- [Document text]
********
Alternatively, you could try overlapping appointments. I've seen this in hospitals in Australia where they overlapped their patient appointments by between five and 10 minutes because some, they knew will run short and they could get the next patient in because they are already waiting.
It might sound a bit strange but if people know that that's the system, most are very happy to sit and wait.

Restructure appointment delivery

 You can also restructure how you deliver your appointments. I've seen this done in optometrists, dentists, dermatology clinics, and in a well-woman clinic and done very, very well. The difference from a typical one-on-one appointment is that with this system you are seen by a team. The whole team is part of the process. Somebody greets you, checks you in, and gives you a bottle of cold water. Then someone else comes and checks your history, making sure all the relevant content is contained in your patient records. Then you are seen by the clinician you've come to see. They take you through your assessments, diagnosis, and treatment plan. Generally, they will deliver some form of treatment but not always. Then after that, somebody else does the wrap-up and books your follow-up appointment.

It becomes a team effort whereby you are all seeing the patient at a different point in that process.
********
- [Recorded information]

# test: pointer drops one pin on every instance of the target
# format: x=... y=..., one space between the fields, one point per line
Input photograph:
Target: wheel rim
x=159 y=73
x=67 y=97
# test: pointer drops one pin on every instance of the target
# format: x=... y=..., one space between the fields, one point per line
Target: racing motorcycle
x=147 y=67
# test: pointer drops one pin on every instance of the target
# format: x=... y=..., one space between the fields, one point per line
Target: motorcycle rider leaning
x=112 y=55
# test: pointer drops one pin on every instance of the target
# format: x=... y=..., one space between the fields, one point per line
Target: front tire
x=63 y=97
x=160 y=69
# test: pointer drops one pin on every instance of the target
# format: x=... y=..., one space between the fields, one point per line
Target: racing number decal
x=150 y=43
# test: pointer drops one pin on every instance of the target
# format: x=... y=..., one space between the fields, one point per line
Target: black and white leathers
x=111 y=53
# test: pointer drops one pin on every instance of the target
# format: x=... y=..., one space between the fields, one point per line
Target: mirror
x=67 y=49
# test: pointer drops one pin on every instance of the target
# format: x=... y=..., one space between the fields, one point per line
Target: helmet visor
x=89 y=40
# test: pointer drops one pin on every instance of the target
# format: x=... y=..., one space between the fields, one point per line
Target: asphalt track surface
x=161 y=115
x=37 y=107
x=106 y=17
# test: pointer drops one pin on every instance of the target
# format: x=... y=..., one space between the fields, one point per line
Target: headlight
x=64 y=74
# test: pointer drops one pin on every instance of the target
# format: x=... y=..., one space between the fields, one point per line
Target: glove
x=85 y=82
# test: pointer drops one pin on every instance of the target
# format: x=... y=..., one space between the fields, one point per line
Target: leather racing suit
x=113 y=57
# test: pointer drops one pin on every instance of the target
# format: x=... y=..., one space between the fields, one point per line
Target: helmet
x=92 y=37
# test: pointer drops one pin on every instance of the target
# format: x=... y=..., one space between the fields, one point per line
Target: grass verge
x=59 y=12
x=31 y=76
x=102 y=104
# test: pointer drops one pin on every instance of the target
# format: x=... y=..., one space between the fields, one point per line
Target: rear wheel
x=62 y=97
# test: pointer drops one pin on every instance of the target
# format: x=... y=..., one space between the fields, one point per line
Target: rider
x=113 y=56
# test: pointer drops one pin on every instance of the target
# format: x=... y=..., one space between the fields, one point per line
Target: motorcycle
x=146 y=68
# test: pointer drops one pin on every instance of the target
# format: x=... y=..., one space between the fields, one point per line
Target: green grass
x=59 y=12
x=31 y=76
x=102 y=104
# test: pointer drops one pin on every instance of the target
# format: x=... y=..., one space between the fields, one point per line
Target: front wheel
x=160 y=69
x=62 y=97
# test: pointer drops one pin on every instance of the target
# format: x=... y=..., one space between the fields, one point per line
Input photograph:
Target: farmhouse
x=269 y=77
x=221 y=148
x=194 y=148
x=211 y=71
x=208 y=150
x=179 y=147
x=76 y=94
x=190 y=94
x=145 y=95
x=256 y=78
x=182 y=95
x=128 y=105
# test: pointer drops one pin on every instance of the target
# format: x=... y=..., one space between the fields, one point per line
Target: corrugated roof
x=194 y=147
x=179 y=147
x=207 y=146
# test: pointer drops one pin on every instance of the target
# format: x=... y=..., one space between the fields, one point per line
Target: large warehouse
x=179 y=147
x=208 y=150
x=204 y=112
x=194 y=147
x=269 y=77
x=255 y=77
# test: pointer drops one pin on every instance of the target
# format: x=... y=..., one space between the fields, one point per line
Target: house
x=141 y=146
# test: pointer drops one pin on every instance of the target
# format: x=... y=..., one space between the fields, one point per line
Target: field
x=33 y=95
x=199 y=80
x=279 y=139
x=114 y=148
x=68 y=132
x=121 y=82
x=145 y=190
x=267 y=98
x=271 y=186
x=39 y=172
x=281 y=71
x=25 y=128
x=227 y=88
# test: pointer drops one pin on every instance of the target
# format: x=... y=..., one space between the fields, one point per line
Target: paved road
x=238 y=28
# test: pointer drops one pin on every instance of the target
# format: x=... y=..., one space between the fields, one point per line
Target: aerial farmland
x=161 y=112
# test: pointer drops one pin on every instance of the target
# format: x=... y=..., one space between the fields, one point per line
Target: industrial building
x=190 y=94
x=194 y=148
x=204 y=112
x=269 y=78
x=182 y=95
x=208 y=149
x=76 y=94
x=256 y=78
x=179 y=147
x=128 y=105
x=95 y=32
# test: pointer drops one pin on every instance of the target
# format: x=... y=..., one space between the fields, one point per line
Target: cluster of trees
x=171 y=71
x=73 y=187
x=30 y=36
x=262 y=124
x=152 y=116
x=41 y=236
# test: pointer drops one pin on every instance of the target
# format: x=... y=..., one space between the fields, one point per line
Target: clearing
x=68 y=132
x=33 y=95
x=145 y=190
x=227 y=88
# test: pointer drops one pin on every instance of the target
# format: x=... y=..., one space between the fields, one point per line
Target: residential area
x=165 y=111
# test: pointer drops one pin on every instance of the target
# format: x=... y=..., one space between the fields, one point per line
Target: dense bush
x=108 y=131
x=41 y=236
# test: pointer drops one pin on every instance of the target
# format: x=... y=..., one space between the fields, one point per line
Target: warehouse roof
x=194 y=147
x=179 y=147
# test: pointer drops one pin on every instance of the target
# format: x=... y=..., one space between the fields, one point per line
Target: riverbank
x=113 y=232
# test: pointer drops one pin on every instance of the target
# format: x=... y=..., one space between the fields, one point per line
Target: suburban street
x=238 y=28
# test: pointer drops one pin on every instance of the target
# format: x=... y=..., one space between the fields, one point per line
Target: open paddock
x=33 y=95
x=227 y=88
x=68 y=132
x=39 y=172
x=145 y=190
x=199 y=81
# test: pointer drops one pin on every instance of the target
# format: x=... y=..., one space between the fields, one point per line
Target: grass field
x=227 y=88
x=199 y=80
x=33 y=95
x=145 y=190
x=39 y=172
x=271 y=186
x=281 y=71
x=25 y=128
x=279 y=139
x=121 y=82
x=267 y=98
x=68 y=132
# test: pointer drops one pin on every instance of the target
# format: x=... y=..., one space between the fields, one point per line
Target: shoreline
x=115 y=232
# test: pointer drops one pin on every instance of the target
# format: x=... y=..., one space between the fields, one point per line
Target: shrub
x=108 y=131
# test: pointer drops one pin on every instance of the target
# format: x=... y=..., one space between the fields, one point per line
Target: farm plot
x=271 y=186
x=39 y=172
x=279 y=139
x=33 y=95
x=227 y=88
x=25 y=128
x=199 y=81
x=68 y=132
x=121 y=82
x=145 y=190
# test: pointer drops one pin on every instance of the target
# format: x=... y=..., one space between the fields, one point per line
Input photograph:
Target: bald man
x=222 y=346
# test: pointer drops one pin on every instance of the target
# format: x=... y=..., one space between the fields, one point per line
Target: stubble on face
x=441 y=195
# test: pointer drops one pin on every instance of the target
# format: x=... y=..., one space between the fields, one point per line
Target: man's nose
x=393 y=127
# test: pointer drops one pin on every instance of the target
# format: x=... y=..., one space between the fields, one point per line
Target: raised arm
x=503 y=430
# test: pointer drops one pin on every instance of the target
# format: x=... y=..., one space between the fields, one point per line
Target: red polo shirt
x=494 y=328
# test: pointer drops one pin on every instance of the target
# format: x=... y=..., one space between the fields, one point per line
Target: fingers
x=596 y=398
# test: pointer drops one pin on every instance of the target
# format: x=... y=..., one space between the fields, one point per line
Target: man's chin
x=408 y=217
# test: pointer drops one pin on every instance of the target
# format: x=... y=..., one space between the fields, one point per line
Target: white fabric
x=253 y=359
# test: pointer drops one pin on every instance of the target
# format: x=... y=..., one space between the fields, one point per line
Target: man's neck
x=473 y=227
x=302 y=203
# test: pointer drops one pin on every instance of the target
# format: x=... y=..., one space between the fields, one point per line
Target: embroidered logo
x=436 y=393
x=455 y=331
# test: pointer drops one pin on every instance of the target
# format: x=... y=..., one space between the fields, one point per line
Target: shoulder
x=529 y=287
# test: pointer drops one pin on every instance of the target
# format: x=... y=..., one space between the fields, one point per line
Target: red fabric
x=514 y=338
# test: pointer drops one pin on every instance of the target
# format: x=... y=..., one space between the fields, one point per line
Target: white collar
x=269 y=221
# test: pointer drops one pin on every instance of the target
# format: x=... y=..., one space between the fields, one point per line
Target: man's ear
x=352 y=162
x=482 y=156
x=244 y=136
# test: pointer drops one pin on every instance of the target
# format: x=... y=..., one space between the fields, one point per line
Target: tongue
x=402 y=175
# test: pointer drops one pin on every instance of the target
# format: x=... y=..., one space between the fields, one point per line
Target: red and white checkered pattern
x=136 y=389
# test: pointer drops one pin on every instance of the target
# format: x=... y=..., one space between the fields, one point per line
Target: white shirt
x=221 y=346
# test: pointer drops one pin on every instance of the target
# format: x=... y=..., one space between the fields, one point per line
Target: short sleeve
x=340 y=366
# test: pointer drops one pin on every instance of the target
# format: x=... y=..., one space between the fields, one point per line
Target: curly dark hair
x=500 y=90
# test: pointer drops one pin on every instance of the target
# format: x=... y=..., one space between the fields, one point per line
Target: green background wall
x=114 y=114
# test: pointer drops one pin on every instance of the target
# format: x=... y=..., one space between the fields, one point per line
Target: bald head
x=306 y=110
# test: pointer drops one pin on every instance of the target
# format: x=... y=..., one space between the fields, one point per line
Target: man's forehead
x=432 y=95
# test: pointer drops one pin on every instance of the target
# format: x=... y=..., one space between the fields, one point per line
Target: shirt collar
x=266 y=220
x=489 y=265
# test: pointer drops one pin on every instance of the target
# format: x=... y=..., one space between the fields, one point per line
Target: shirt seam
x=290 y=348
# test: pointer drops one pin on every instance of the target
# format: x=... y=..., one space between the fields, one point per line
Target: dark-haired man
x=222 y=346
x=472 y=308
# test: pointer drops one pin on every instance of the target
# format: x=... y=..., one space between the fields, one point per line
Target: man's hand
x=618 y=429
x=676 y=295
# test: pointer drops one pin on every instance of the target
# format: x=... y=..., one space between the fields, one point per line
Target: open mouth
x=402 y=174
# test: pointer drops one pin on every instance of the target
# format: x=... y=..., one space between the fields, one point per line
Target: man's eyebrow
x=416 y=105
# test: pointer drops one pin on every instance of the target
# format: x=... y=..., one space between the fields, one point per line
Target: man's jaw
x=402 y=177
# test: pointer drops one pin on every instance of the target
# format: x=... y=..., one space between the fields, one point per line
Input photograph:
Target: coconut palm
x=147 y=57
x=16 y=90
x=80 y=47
********
- [Apply what you read]
a - In the passage on clinic appointments, by how much did hospitals in Australia overlap their patient appointments?
b - Return the passage on clinic appointments word for word from "You can also" up to and including "your follow-up appointment.".
The records come from a separate source, not from the passage on clinic appointments.

- [Responses in order]
a - By between five and 10 minutes.

b -
You can also restructure how you deliver your appointments. I've seen this done in optometrists, dentists, dermatology clinics, and in a well-woman clinic and done very, very well. The difference from a typical one-on-one appointment is that with this system you are seen by a team. The whole team is part of the process. Somebody greets you, checks you in, and gives you a bottle of cold water. Then someone else comes and checks your history, making sure all the relevant content is contained in your patient records. Then you are seen by the clinician you've come to see. They take you through your assessments, diagnosis, and treatment plan. Generally, they will deliver some form of treatment but not always. Then after that, somebody else does the wrap-up and books your follow-up appointment.